## [SHORT TASK 1]
List every model year and vehicle covered in the GM tire recall text, with the number of units given for each.
## [SHORT TASK 2]
Answer these questions from the GM tire recall text:
(a) On what date did GM inspect the assembly plant?
(b) What share of the recalled vehicles does GM estimate have the defect?
(c) When are owner notification letters expected to be mailed?

Cadillac Optiq EV (Source: Cadillac)
On September 18, 2025, GM inspected the assembly plant and confirmed there were no suspect tires in stock. The 21″ tires come standard on RS trims and are optional on LT1 and LT2 grades.
Although GM is recalling 22,914 Chevy Equinox EVs and Cadillac Optiqs, it estimates that only about 1% of them have the defect.
The recall includes:
2026 Cadillac Optiq: 214
2026 Chevy Equinox EV: 1,832
2025 Cadillac Optiq: 3,468
2025 Chevy Equinox EV: 17,400
GM dealers will check all four tires and replace them if needed, free of charge. Dealers were notified on October 16. Owner notification letters are expected to be mailed out on December 1, 2025.
You can contact Chevrolet’s customer service number at 1-800-222-1020 or Cadillac’s at 1-800-333-4223. GM’s recall number is N252525030. Owners can also call the NHTSA hotline at 1-888-327-4236 or visit the nhtsa.gov website for more information.

## [GIVEN INFORMATION]

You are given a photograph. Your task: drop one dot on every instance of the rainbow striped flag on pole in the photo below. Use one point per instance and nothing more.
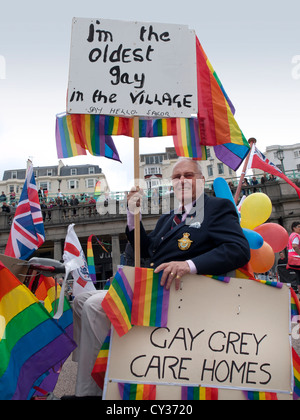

## [WRITTEN RESPONSE 1]
2026 Cadillac Optiq: 214
2026 Chevy Equinox EV: 1,832
2025 Cadillac Optiq: 3,468
2025 Chevy Equinox EV: 17,400

## [WRITTEN RESPONSE 2]
(a) September 18, 2025
(b) About 1%
(c) December 1, 2025